■ WRITTEN INSTRUCTION ■
Output as a JSON list of strings the lines of the records below, starting at the line that contains "Exercise. Mark the lake in" and ending at the line that contains "[(647, 471)]", with one string per line and blank lines omitted.

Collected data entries

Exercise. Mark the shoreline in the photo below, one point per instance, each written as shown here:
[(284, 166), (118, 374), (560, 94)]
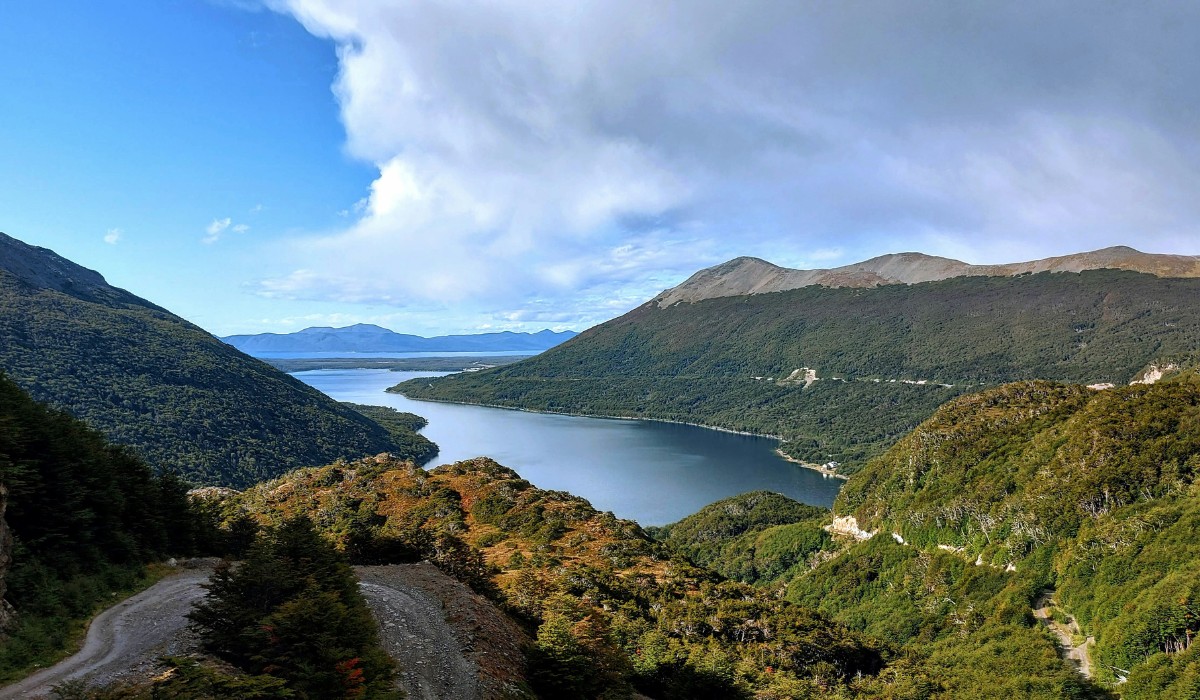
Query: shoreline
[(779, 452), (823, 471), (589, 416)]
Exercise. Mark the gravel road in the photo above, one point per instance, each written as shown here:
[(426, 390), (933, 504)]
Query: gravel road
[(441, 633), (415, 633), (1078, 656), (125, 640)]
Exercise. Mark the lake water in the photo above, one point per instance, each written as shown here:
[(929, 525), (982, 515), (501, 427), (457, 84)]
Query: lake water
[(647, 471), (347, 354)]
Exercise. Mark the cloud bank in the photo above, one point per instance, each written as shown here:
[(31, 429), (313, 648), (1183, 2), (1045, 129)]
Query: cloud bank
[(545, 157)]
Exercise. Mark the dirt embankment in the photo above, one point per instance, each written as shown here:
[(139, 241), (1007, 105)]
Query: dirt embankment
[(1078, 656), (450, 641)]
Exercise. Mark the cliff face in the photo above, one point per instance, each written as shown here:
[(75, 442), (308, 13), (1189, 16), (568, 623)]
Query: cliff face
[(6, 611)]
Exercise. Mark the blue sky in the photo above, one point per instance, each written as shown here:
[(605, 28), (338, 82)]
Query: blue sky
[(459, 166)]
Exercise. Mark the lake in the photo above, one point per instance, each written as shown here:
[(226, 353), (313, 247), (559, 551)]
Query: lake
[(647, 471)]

...

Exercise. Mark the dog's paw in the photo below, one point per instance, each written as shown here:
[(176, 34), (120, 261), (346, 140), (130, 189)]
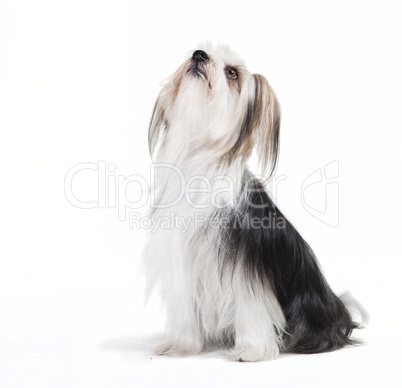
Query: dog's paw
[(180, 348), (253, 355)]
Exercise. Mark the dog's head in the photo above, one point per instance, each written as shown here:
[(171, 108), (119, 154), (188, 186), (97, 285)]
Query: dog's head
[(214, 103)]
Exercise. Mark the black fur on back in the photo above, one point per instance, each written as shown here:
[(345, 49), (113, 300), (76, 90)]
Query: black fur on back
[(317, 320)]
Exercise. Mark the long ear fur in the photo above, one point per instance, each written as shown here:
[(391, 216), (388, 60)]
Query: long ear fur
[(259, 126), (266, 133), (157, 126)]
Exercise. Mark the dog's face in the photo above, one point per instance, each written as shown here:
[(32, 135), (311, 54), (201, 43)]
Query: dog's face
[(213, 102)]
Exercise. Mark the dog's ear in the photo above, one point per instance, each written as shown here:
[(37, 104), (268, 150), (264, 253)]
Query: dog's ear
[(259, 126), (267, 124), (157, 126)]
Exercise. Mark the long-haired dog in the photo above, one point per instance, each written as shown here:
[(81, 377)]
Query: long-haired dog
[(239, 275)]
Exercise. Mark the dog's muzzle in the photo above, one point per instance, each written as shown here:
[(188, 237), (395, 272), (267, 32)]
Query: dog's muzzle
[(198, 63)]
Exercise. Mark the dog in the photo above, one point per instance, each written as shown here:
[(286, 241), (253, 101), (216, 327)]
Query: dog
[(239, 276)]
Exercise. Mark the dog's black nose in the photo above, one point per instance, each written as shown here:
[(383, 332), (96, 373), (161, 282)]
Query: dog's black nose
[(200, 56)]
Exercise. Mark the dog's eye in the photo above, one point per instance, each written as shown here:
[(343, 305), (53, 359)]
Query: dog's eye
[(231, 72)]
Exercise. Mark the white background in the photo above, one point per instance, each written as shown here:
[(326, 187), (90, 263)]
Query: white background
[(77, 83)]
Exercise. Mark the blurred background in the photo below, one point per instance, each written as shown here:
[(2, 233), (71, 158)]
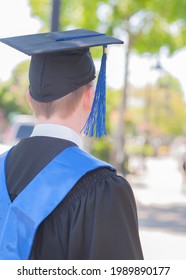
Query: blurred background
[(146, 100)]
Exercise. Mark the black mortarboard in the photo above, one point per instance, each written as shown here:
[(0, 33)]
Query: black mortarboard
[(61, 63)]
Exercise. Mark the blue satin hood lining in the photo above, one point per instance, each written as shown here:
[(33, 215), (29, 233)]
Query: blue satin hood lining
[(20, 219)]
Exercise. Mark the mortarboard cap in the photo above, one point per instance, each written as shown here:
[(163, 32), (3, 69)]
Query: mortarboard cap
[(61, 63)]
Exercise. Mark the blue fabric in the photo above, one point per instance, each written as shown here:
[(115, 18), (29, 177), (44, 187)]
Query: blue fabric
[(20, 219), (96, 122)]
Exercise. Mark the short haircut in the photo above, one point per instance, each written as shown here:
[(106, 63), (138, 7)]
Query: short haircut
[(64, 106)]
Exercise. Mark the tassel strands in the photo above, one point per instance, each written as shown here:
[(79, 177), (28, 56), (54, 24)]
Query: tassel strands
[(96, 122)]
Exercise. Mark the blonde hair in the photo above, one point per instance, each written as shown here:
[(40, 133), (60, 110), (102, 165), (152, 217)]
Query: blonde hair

■ OUTPUT OF THE EXERCISE ■
[
  "Exercise. Mark the lake in the photo above, one point per instance, each written as shown here:",
  "[(226, 353), (313, 247), (559, 551)]",
  "Query: lake",
  "[(647, 471)]"
]